== GIVEN TEXT ==

On tanker capability, I don't know of any NATO defined requirements for it as a total force but putting the Europeans feet to the fire and developing a requirement has got to happen, unless we want to commit to more KC-46s and ideally a KC-777 - actual numbers are not for this forum - but defining a requirement that they have to meet us half-way, that is they have to provide at least part of the tanker bridge if things go loud in Europe and they need the US to deploy in force there.  

Thinking sustain 4-5 AR orbits offset the NAT tracks at some point (probably just West of Iceland) for X number of 4 ships / or a T-tailer needing a plug.

Agree that the European NATO nations ought to be contributing a hell of a lot more, if they want us to come riding to their defense if things go to shit in their backyards.  A few AR orbits for the airbridge is a good start.

===

EXERCISE AIM>
Carry on the text about NATO tanker capability from its last sentence.

== GIVEN INFORMATION ==

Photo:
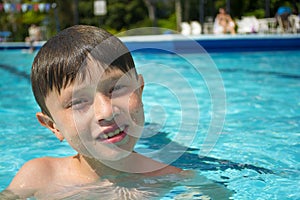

===

THE OUTPUT>
Off the top of my head, the Dutch and the Italians are the only Europeans flying boom-equipped tankers; all the other Euro tankers are drogue-only.  Works out for the USN/USMC, not so much for the USAF.

Maybe a full-court press on the bigger Euro customers to buy a couple/few dozen KC-46s among them (maybe a "lite" version for the export market?), and shave a couple bills off the per-unit cost for all customers.  Or, they could push Airbus to figure out how to not break the boom off their A330, for the Euro nations that don't want to buy American.  Some of the smaller Euro NATO nations could go in on a few tails together, similar to the NATO C-17 operation at Papa (I have no idea whether that operation is working out or if it's a shit-show; it's just a thought).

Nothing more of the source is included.